Task objective
The records below are to be retyped in full. Keep every word.

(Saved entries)
..............................

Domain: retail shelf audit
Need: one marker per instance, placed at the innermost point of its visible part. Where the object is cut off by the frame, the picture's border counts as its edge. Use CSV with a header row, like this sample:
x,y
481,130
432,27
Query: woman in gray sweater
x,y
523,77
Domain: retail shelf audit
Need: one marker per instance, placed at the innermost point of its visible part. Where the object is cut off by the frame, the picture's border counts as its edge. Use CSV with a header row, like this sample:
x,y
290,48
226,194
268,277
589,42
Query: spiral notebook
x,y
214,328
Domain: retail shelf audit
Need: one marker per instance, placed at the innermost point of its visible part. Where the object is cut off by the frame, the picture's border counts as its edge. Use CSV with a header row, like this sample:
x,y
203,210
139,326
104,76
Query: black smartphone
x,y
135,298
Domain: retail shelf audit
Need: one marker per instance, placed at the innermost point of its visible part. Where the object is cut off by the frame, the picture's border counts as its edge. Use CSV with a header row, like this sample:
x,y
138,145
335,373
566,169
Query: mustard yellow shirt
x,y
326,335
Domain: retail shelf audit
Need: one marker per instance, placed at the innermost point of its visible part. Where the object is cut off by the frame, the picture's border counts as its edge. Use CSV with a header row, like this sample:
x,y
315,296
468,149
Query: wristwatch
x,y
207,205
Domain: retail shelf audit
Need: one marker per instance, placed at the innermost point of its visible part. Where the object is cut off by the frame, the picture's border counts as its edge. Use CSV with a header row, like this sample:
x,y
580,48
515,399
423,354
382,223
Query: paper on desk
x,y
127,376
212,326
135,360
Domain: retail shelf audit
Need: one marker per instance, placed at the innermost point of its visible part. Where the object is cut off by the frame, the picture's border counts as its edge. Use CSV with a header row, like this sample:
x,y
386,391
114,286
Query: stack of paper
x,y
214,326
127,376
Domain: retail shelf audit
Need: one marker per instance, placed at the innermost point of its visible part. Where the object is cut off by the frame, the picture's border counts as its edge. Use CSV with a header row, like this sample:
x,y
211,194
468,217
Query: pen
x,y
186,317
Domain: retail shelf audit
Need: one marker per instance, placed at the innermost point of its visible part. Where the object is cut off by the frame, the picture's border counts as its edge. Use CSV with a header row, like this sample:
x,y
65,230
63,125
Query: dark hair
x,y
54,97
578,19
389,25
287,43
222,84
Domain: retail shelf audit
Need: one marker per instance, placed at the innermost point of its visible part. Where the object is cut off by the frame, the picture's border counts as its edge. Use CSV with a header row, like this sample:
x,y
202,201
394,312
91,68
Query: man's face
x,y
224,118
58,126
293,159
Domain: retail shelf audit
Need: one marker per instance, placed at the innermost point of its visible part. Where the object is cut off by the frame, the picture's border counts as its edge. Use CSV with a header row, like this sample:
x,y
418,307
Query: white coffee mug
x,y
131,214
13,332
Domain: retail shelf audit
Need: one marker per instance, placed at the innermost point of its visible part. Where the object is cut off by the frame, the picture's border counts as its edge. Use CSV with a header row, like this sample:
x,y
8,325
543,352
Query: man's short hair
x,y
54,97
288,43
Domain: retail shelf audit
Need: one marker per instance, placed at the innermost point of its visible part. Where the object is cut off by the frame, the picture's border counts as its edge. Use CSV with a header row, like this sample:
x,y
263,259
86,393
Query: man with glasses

..............................

Response area
Domain: retail shelf audit
Need: one marker per instance, placed at the innermost point of its visible part. Where the object is cut off by the frame, the picture's border counts as its edge. Use CSV with a header row, like this sample:
x,y
481,130
432,27
Query: woman in gray sweater
x,y
523,77
Domain: retail shelf audit
Need: one marker per instance, placed at the innermost point of its visible part. Where the object is cut off by the frame, the picture's border counts as its edge. Use CSV with a header row, like this sample:
x,y
290,48
226,194
268,277
589,42
Query: spiral notebook
x,y
214,328
Domain: retail shelf audit
Need: one marker per instance, placed at the innermost point of its visible part. Where the object is cut off by the frame, the picture's border counts as its edge. Use CSV with a header row, like this sample:
x,y
203,210
139,326
104,76
Query: black smartphone
x,y
135,298
Domain: retail shelf audit
Need: one marker per instance, placed at the innermost point of its visible part. Where the object is cut off by the frame, the picture's border counts as its edge. Use CSV with a header row, like this sample:
x,y
138,145
335,373
566,169
Query: mustard yellow shirt
x,y
326,335
Domain: retail shelf audit
Need: one marker per instance, placed at the innermost point of its visible part. Where the object is cut off by the frame, the picture's border counts as its edge. Use CSV with a header row, like this sample:
x,y
315,296
468,149
Query: wristwatch
x,y
207,205
Domain: retail shelf audit
Need: one marker per instance, placed at the innermost point of its visible part. Where the object is cut off by the frame, the picture's border counts as its edge. Use CSV with a header row, like this sample:
x,y
580,48
515,399
423,354
382,223
Query: paper on desk
x,y
127,376
212,326
135,360
Domain: retail shelf audit
Need: one marker per instance, placed at the innermost point of its visible part. Where the object is cut off by the frame, the picture's border counts as its edge. Use CSV with a header row, like this sample:
x,y
386,391
114,286
Query: stack of paper
x,y
214,326
127,376
Domain: retail shelf audit
Need: one marker per instance, placed at the innermost point of its visible part. Where the object is cut off by the frame, the picture's border counts as its edge. Use CSV with a header row, like this sample:
x,y
211,194
468,217
Query: pen
x,y
186,317
Domain: retail shelf audit
Need: one marker per instance, placed at the innermost point of its visible part. Where the object is cut off by the frame, the picture's border counts as its edge. Use CSV with a header row, like this sample:
x,y
65,230
63,125
Query: dark hair
x,y
54,97
578,19
389,25
287,43
222,84
Domain: retail shelf audit
Need: one marker per instance, placed at the innermost point of its visible part. Where the object is cut off by the frame, the picture's border counts as its edge. Use CSV with a header row, like this sample:
x,y
202,201
394,312
91,68
Query: man's face
x,y
224,118
58,126
293,159
Domain: retail shelf audit
Need: one marker per instance, placed at the innermost point of its visible part. Where the object is cut off by the frame, the picture's border counts as its edge. Use CSV with a header row, like this sample:
x,y
418,307
Query: white coffee mug
x,y
131,214
13,332
Domain: retail shelf audit
Need: one marker per instance, placed at the innermost point of its visible part. Where the object is cut off by the frame, the picture's border counts as its edge. Use CSV with a header row, like this sample:
x,y
8,325
543,352
Query: man's short hair
x,y
54,97
288,43
Domain: retail shelf audit
Need: one marker per instance, placed at the innermost point of its visible part. Where the object is cut off by the frame, the picture's border counts as its edge. Use CSV with a header row, like this sample:
x,y
263,259
86,393
Query: man with glasses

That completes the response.